> _TASK STATEMENT_: Write each line out a second time, exactly as shown below.

> _PROVIDED DATA_:
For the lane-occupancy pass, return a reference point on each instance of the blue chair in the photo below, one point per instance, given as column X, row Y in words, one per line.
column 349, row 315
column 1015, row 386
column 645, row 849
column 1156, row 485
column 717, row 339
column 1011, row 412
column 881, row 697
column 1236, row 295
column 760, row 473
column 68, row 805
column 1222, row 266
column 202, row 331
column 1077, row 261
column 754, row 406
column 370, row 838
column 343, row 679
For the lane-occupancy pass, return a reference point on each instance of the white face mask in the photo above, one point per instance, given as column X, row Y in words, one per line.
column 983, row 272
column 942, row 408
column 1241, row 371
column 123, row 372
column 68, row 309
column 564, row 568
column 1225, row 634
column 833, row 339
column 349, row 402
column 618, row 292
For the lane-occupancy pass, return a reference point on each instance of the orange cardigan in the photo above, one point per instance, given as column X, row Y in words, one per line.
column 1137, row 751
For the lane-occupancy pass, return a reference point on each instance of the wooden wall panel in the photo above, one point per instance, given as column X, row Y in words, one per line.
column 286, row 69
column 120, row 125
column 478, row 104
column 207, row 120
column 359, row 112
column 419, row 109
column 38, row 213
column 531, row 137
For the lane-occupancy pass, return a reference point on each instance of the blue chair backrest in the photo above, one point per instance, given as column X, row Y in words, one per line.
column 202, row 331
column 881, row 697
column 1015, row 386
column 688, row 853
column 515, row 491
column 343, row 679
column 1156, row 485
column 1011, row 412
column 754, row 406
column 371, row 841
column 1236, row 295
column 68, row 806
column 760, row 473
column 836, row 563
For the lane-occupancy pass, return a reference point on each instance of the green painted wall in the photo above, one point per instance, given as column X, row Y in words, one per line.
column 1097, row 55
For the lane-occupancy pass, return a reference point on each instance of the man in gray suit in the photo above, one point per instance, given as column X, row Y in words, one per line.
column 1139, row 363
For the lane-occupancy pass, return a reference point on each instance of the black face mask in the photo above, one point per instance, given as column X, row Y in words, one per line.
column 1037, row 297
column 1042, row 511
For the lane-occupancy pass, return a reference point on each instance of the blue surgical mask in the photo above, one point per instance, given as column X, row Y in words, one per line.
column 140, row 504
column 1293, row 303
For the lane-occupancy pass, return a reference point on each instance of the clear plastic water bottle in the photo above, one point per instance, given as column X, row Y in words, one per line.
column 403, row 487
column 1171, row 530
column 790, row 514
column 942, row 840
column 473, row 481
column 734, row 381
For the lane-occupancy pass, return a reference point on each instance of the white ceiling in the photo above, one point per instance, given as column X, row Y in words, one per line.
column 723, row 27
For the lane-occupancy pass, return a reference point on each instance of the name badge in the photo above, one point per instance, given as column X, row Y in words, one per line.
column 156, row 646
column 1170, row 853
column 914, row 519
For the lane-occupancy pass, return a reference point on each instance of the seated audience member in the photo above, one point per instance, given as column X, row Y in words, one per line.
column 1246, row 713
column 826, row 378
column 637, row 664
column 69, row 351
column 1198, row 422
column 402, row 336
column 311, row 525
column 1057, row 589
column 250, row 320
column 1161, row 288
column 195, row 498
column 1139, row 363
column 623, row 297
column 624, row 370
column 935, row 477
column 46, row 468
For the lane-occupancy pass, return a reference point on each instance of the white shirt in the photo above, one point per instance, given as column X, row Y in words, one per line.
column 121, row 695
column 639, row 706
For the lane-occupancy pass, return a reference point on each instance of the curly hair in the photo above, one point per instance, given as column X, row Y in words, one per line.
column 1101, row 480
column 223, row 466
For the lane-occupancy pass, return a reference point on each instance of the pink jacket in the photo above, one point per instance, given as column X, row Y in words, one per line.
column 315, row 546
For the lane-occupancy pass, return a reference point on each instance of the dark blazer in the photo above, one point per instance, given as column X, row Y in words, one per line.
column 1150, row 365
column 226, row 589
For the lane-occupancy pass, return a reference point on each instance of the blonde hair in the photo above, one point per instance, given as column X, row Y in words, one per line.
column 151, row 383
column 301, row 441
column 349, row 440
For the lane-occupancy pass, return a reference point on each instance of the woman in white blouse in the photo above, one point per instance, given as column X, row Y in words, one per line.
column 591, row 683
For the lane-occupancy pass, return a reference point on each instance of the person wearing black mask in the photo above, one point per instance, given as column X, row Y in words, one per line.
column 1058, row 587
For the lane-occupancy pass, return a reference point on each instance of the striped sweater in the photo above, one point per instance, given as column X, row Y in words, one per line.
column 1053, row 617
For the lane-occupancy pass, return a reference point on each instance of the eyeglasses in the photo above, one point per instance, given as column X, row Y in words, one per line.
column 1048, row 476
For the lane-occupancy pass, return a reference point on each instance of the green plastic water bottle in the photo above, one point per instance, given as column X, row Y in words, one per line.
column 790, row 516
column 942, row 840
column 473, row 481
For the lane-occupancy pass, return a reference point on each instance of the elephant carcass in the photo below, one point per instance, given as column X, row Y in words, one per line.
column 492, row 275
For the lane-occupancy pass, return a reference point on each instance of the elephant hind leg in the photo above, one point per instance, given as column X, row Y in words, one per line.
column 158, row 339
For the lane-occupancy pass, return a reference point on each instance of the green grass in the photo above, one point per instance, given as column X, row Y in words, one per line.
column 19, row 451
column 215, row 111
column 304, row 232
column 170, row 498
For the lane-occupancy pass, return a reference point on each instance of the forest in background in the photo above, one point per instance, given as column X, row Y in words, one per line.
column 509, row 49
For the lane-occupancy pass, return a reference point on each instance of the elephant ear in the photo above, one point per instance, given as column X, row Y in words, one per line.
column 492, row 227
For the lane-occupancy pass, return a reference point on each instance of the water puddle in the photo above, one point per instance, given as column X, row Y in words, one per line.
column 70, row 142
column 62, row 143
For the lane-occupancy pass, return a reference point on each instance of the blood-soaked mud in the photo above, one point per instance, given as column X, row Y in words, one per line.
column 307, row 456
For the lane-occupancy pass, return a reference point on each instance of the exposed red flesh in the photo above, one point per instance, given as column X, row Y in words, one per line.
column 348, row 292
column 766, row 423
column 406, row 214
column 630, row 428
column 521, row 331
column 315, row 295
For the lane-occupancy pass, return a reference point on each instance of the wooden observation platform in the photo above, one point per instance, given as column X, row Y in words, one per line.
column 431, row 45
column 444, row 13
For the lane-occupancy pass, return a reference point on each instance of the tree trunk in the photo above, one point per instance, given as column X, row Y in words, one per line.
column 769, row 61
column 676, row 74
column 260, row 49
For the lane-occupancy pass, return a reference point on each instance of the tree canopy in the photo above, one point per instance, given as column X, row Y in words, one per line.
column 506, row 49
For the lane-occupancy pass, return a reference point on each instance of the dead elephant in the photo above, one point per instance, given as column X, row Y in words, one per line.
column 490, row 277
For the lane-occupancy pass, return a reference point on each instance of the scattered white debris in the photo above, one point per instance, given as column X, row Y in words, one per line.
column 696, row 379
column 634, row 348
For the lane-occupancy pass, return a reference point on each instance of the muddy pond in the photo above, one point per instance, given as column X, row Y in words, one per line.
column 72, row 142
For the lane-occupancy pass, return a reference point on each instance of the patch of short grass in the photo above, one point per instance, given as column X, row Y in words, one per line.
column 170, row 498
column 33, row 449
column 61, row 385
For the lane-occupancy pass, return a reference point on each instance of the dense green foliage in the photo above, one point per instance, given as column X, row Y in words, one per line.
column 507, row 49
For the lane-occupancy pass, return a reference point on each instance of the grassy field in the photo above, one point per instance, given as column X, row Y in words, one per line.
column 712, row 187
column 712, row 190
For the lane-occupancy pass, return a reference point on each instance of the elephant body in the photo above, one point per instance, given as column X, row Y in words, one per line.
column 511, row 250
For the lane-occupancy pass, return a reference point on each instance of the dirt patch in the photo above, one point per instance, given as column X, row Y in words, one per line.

> _TASK RESPONSE_:
For the lane-occupancy pass, return a reference point on each instance of the blue chair in the photo below, one point per instance, given as column X, row Y in words, one per line.
column 349, row 315
column 1015, row 386
column 645, row 849
column 1156, row 485
column 717, row 339
column 1011, row 412
column 881, row 697
column 1236, row 295
column 760, row 473
column 68, row 805
column 1222, row 266
column 202, row 331
column 1077, row 261
column 754, row 406
column 370, row 838
column 343, row 679
For the lane-occupancy pass, return a reference point on each instance of the white face mask in the photo above, one point per instance, given as column X, row Y in words, one per line.
column 983, row 272
column 942, row 408
column 1241, row 371
column 123, row 372
column 68, row 309
column 564, row 568
column 1225, row 634
column 833, row 339
column 349, row 402
column 618, row 292
For the lane-occupancy pass, return a reference point on each instance of the orange cardigan in the photo above, one point per instance, given as column X, row Y in words, one per line.
column 1137, row 751
For the lane-occupancy pass, return a reference point on each instance of the wooden wall panel in the photo above, one point per instance, given as column X, row Y in words, one per line.
column 286, row 69
column 120, row 125
column 478, row 104
column 207, row 120
column 359, row 112
column 419, row 109
column 38, row 213
column 531, row 137
For the lane-occupancy pass, return a reference point on each instance of the blue chair backrest in the photo above, one point per instance, given as column X, row Y in words, one per line.
column 202, row 331
column 881, row 697
column 1015, row 386
column 688, row 853
column 515, row 491
column 343, row 679
column 1156, row 485
column 1011, row 412
column 754, row 406
column 371, row 841
column 1236, row 295
column 68, row 806
column 760, row 473
column 836, row 563
For the lane-occupancy pass, return a reference point on each instance of the green painted wall in the photo above, one point per instance, given as column X, row Y in words, one per line.
column 1097, row 55
For the lane-occupancy pass, return a reference point on each instance of the man in gray suit in the photo above, one point per instance, given as column X, row Y in words, one per line.
column 1139, row 363
For the lane-occupancy pass, return a reference point on each instance of the black face mask in the photo above, one point per instance, given as column X, row Y in words, one per line.
column 1037, row 297
column 1042, row 511
For the lane-occupancy pass, return a reference point on each instance of the blue surgical mask in the photo above, one point per instance, given as column X, row Y in words, one per line.
column 140, row 504
column 1293, row 303
For the lane-occupancy pass, return a reference point on each instance of the clear plastic water bottle in the photo above, one point per instance, given as column X, row Y in words, one per line.
column 403, row 487
column 1171, row 530
column 790, row 514
column 942, row 840
column 473, row 481
column 734, row 381
For the lane-occupancy pass, return a reference point on each instance of the white ceiling in the photo above, one point per instance, given as column X, row Y in words, one per line.
column 723, row 27
For the lane-occupancy pass, return a reference point on each instance of the name badge in the photo above, one point per instance, given as column X, row Y in words, one per line.
column 156, row 646
column 1170, row 853
column 914, row 519
For the lane-occupancy pass, return a reference point on each instance of the seated audience member in the photo above, one point per instance, given as column X, row Y in words, one per line.
column 1246, row 713
column 826, row 378
column 637, row 664
column 69, row 351
column 1198, row 422
column 402, row 336
column 311, row 525
column 1057, row 589
column 250, row 320
column 1161, row 288
column 195, row 498
column 1139, row 363
column 623, row 297
column 624, row 370
column 935, row 477
column 46, row 468
For the lane-occupancy pass, return a reference point on each instance of the white shirt in the photo above, one point per instance, given as column X, row Y in words, one per line.
column 121, row 695
column 639, row 706
For the lane-occupancy pass, return a reference point on each instance of the curly hair in the photo above, one point per instance, given as column X, row Y in words, one per line.
column 1101, row 480
column 223, row 466
For the lane-occupancy pass, return a reference point on each instance of the pink jacket in the photo above, one point per instance, given as column X, row Y in words, one per line.
column 315, row 546
For the lane-occupancy pass, return a reference point on each instance of the dark blazer in the photo above, one point per instance, given as column X, row Y in words, one per line.
column 1150, row 365
column 226, row 589
For the lane-occupancy pass, return a reference point on each instance of the blonde hair in the photo above, one point per instance, given as column X, row Y in words, one per line.
column 151, row 383
column 301, row 441
column 349, row 440
For the lane-occupancy pass, return a reference point on each instance of the woman in white blouse in the photo above, one point per instance, given as column X, row Y in words, one per line.
column 591, row 683
For the lane-occupancy pass, return a reference point on each instance of the person wearing black mask in the photo above, one point per instance, given as column X, row Y in words, one per line.
column 1058, row 587
For the lane-occupancy pass, return a reference point on each instance of the striped sweater in the photo above, one point per instance, given as column X, row Y in words, one per line.
column 1053, row 617
For the lane-occupancy pass, return a reference point on each instance of the eyeglasses in the photo above, one point per instance, given as column X, row Y in words, one per line.
column 1048, row 476
For the lane-occupancy pass, return a reference point on each instance of the green plastic water bottle in the photo above, one point per instance, given as column X, row Y in words, one per line.
column 790, row 516
column 942, row 840
column 473, row 481
For the lane-occupancy pass, return a reference point on each instance of the elephant carcass in the photo below, one point per instance, given as column X, row Y in words, one per line.
column 492, row 275
For the lane-occupancy pass, return a reference point on each instance of the elephant hind leg in the photo above, one point per instance, given as column X, row Y in words, one per line.
column 158, row 339
For the lane-occupancy pass, return a reference point on each instance of the green grass in the photo above, one point per instance, given as column X, row Y in words, one per line.
column 19, row 451
column 215, row 111
column 304, row 232
column 170, row 498
For the lane-occupancy pass, return a reference point on each instance of the forest in background in the photo above, one point per instance, given as column X, row Y in words, one per line.
column 509, row 49
For the lane-occupancy pass, return a reference point on each instance of the elephant ear in the photo above, one point per instance, given as column X, row Y in words, one per line.
column 492, row 227
For the lane-occupancy pass, return a reference point on each instance of the water puddle in the photo above, one point per instance, given as column X, row Y in words, one per line.
column 70, row 142
column 62, row 143
For the lane-occupancy pass, return a reference point on each instance of the blood-soaked mud in the photo above, one point per instance, given as column X, row Y in words, one per line.
column 307, row 456
For the lane-occupancy pass, return a reference point on each instance of the exposed red flesh in the photo above, one point per instance, given as column X, row Y in words, one per line.
column 348, row 292
column 766, row 423
column 406, row 214
column 630, row 428
column 521, row 331
column 315, row 295
For the lane-occupancy pass, return a reference point on each instance of the wooden observation platform in the photo above, one point per instance, given as column X, row Y in words, one per line.
column 431, row 45
column 444, row 13
For the lane-occupancy pass, return a reference point on each instance of the tree trunk in the photo above, one point per instance, given as column X, row Y in words, one per line.
column 769, row 61
column 676, row 74
column 260, row 49
For the lane-occupancy pass, return a reference point on each instance of the tree canopy in the photo above, one point per instance, given as column X, row Y in words, one per line.
column 506, row 49
For the lane-occupancy pass, return a reference point on each instance of the dead elephant in the photo above, one point per instance, given as column X, row Y in words, one per line.
column 490, row 277
For the lane-occupancy pass, return a reference point on each instance of the scattered white debris in the photo above, one point per instance, given as column X, row Y in words, one per line.
column 696, row 379
column 634, row 348
For the lane-occupancy pass, return a reference point on each instance of the muddy pond in the photo above, one point per instance, given as column X, row Y in words, one per line.
column 72, row 142
For the lane-occupancy pass, return a reference point on each instance of the patch of short grass in the photo above, one point per instance, given as column X, row Y in words, one per line.
column 170, row 498
column 33, row 449
column 61, row 385
For the lane-occupancy pass, return a reference point on each instance of the dense green foliage in the photo above, one point per instance, given as column X, row Y in words, one per line.
column 507, row 49
For the lane-occupancy pass, return a reference point on each instance of the grassy field in the photo above, one point per instance, given as column X, row Y in words, one per line.
column 712, row 187
column 712, row 190
For the lane-occupancy pass, return a reference point on each instance of the elephant body in the photo above, one point per instance, given as column X, row Y in words, one per line.
column 511, row 250
For the lane-occupancy pass, return a reference point on each instance of the dirt patch in the photo above, one point per instance, given as column X, row Y in words, one per line.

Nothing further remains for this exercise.